Tarefas propostas
- A) Responda, com base na entrevista sobre juros nos EUA:
(i) No cenário favorável ao Brasil, qual taxa de crescimento anual a economia americana atingiria no final de 2004?
(ii) Qual dos dois cenários Truman considera mais factível?
(iii) Em que período mercados emergentes como o Brasil se beneficiaram da busca dos investidores por lucros fora dos EUA?
- B) Prossiga a entrevista sobre juros nos EUA a partir do ponto em que o texto termina.

Trecho

Leia a seguir a entrevista que Edwin Truman, ex-secretário-assistente do Tesouro dos EUA, concedeu à Folha na sexta-feira em Washington.
 
Folha - Qual a extensão dos problemas que o aumento nas taxas de juro de longo prazo nos EUA causa para o Brasil?
Edwin Truman -
Isso depende principalmente das razões que estão empurrando para cima as taxas de juros. Há dois cenários distintos. Se o juro estiver subindo pelo fato de a economia americana estar se recuperando mais rapidamente, com um crescimento não de 2%, mas de 4% ao ano no final de 2004, isso será positivo, mais à frente, para o Brasil.
Mas, se o juro estiver subindo apenas pelo fato de o déficit do Tesouro americano estar crescendo muito rapidamente, pressionando as taxas, o Brasil não vai ter nenhum benefício, só os prejuízos desse movimento.

Folha - Em qual cenário o sr. acredita mais?
Truman -
O primeiro cenário me parece mais factível. A economia americana de fato está aquecendo, e o Brasil, embora vá perder recursos de investidores no mercado, tende a ser compensado depois por poder exportar mais para os EUA.
É preciso levar em conta também que, embora as taxas de juro de títulos americanos de longo prazo estejam subindo, a remuneração no curto prazo nos EUA ainda continua em um nível muito baixo se comparada ao que o Brasil continua pagando.
Mesmo assim, já estamos assistindo a uma mudança nos portifólios, especialmente diante da expectativa de recuperação também no mercado acionário americano. Os chamados investidores globais começam a ficar menos interessados nos mercados emergentes.
E o fato é que temos estado já há algum tempo em um ambiente de taxas de juros de curto prazo extremamente baixas nos EUA. Mercados emergentes como o Brasil vinham se beneficiando à medida que os investidores estavam procurando lucros em outras aplicações fora daqui. Isso ocorreu em boa medida ao longo dos últimos seis meses.

Dados fornecidos
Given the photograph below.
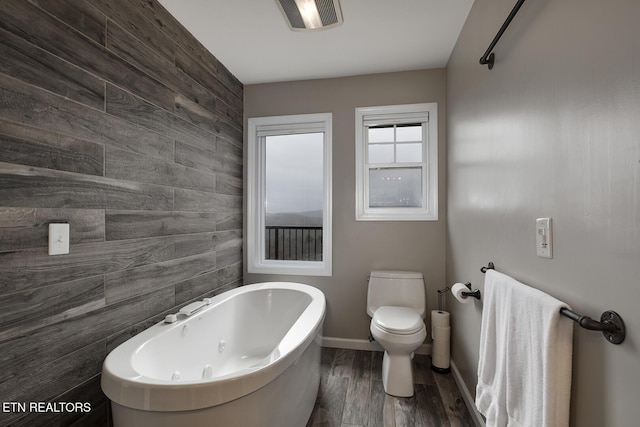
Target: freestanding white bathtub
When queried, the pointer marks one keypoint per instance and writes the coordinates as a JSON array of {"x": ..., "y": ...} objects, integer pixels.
[{"x": 251, "y": 357}]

Respostas
- A)
(i) 4% ao ano, em vez de 2%.
(ii) O primeiro, em que o juro sobe porque a economia americana está se recuperando mais rapidamente.
(iii) Em boa medida ao longo dos últimos seis meses.

- B)
A partir do momento em que a rentabilidade de alguns ativos -títulos do governo e ações, principalmente- voltar a ter uma tendência de alta nos EUA e em outros países industrializados, a atratividade do Brasil tende a diminuir.

Folha - Esse movimento explicaria a desvalorização do real nos últimos dias?
Truman -
O real passou, digamos, por uma bela trajetória nos últimos meses. Agora o câmbio está voltando à faixa de R$ 3,00 por dólar, o que é compatível com o movimento das taxas de juro e com as discussões no Brasil sobre se a moeda estava ou não entrando em uma zona de valorização exagerada. É preciso levar em conta também que o dólar vem se valorizando em relação a todas as outras moedas.

Folha - Esse novo movimento nos EUA complica as coisas tendo em vista a intenção brasileira de reduzir a taxa de juros?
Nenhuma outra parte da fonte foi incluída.